• **Task**:
Whenever a line below holds the word "track", copy that line.

• **Provided data**:
◆ ◆ ◆

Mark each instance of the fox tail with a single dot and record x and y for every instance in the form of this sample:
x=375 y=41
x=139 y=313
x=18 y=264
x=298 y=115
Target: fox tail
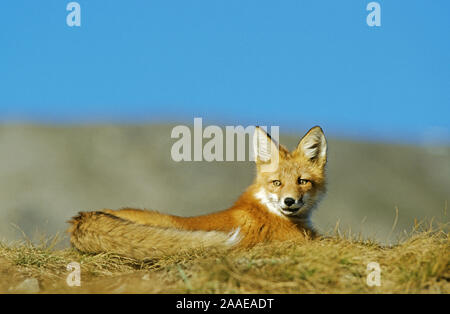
x=97 y=232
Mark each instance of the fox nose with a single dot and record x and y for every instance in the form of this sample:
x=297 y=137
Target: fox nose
x=289 y=201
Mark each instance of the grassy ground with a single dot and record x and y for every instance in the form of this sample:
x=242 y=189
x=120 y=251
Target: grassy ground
x=337 y=264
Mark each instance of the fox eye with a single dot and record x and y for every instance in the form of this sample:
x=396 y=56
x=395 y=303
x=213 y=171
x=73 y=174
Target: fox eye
x=302 y=181
x=276 y=182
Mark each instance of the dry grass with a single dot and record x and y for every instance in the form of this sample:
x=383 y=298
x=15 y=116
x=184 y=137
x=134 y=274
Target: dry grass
x=337 y=264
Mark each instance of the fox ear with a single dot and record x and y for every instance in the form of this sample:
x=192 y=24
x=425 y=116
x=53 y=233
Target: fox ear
x=313 y=145
x=264 y=147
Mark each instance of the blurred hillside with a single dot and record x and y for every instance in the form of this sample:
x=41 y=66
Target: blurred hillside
x=49 y=173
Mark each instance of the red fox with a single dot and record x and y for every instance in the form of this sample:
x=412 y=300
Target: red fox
x=277 y=206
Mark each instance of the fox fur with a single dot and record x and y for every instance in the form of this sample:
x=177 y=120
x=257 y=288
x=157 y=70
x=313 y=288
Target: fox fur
x=276 y=207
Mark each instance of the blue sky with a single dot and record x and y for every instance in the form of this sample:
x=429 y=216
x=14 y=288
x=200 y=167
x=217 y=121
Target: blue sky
x=237 y=62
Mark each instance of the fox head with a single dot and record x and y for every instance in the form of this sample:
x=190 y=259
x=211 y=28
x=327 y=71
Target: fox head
x=295 y=181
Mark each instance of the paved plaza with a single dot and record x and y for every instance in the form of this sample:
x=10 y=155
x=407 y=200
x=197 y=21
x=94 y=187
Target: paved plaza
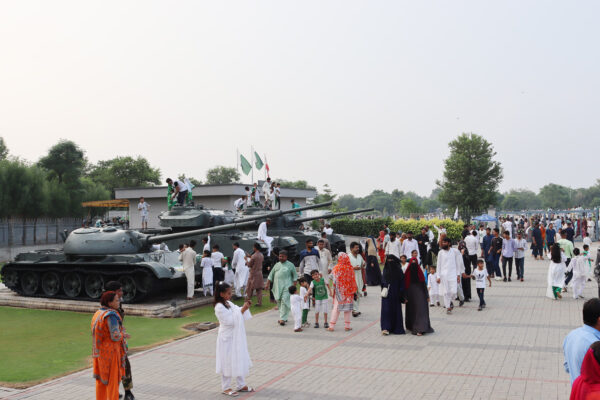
x=510 y=350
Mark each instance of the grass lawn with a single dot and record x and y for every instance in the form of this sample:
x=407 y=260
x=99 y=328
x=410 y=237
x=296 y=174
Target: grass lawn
x=36 y=345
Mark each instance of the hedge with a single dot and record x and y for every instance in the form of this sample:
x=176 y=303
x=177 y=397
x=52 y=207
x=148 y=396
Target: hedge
x=371 y=227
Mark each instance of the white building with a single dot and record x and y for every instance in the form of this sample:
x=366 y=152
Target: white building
x=220 y=197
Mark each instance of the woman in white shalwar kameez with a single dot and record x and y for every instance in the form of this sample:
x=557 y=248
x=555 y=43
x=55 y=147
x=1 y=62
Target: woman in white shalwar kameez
x=556 y=273
x=233 y=360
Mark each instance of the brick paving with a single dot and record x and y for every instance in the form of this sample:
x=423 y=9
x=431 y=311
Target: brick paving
x=510 y=350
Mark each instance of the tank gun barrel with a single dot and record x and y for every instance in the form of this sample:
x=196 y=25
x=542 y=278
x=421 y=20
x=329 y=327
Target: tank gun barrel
x=179 y=235
x=332 y=215
x=274 y=214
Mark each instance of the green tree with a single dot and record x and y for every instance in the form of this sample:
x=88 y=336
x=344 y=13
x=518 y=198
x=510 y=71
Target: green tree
x=194 y=181
x=349 y=202
x=65 y=161
x=3 y=149
x=294 y=184
x=222 y=175
x=471 y=175
x=409 y=206
x=555 y=196
x=327 y=195
x=127 y=171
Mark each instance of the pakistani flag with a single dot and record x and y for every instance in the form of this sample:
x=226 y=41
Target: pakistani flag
x=258 y=163
x=246 y=167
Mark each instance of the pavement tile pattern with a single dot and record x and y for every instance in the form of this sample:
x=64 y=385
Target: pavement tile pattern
x=510 y=350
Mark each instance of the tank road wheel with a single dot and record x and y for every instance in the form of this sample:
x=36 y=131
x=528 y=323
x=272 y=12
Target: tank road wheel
x=10 y=278
x=94 y=284
x=50 y=283
x=30 y=281
x=144 y=282
x=72 y=284
x=129 y=288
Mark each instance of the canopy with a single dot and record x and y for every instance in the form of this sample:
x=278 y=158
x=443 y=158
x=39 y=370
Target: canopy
x=107 y=203
x=485 y=218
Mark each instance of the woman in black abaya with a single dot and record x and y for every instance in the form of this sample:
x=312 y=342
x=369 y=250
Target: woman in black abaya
x=417 y=309
x=391 y=305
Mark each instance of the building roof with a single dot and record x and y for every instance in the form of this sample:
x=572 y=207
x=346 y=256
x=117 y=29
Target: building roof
x=232 y=189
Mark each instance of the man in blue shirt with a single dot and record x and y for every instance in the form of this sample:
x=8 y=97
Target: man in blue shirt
x=578 y=341
x=486 y=244
x=508 y=252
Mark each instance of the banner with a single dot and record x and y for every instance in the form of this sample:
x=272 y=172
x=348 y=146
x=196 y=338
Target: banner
x=246 y=167
x=258 y=162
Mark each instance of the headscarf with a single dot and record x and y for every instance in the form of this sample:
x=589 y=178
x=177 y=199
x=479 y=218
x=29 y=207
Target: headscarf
x=413 y=272
x=587 y=385
x=343 y=273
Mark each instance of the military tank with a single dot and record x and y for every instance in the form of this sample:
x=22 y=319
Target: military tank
x=93 y=256
x=188 y=218
x=292 y=225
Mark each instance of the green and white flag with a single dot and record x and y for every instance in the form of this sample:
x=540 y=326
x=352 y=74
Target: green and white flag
x=246 y=167
x=258 y=162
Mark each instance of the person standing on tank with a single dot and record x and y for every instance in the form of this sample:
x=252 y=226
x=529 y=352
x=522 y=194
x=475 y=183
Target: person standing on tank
x=143 y=208
x=179 y=190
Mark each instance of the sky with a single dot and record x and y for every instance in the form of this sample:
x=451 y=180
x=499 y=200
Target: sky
x=359 y=95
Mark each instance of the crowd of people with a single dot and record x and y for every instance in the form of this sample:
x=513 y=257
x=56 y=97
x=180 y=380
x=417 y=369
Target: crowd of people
x=419 y=272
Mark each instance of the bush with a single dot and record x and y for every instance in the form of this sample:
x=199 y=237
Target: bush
x=371 y=227
x=359 y=227
x=453 y=228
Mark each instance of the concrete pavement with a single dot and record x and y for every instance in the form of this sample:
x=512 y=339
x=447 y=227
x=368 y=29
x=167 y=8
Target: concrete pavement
x=510 y=350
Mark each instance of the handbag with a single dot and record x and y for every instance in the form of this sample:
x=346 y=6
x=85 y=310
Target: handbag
x=384 y=291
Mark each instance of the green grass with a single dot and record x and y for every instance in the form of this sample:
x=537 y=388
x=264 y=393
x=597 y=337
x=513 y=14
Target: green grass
x=36 y=345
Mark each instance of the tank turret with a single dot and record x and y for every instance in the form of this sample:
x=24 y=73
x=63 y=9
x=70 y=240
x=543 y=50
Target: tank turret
x=332 y=215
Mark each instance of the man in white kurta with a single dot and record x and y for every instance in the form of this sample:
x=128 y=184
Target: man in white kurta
x=393 y=246
x=449 y=271
x=325 y=260
x=188 y=259
x=409 y=245
x=358 y=264
x=262 y=235
x=233 y=360
x=238 y=263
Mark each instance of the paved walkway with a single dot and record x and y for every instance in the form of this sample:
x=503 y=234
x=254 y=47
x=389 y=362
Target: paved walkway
x=510 y=350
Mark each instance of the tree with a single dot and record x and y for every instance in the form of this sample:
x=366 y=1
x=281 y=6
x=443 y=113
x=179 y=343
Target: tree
x=409 y=206
x=194 y=181
x=121 y=172
x=471 y=175
x=555 y=196
x=520 y=199
x=327 y=195
x=222 y=175
x=65 y=161
x=3 y=149
x=349 y=202
x=294 y=184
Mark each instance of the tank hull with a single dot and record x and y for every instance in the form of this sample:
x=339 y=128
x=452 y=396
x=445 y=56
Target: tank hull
x=51 y=274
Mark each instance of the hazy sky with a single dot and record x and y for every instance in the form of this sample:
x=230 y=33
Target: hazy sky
x=361 y=95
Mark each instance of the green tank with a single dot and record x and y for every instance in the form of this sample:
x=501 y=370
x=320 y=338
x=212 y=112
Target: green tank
x=188 y=218
x=93 y=256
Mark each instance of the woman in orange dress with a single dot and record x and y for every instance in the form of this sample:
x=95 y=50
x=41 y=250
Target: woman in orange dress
x=343 y=292
x=108 y=347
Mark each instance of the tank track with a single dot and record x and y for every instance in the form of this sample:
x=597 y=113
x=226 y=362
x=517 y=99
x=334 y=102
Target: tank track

◆ ◆ ◆

• **Solution**:
Mark each instance of the tank track with a single dot and record x and y for every instance in the form of this sample:
Target: tank track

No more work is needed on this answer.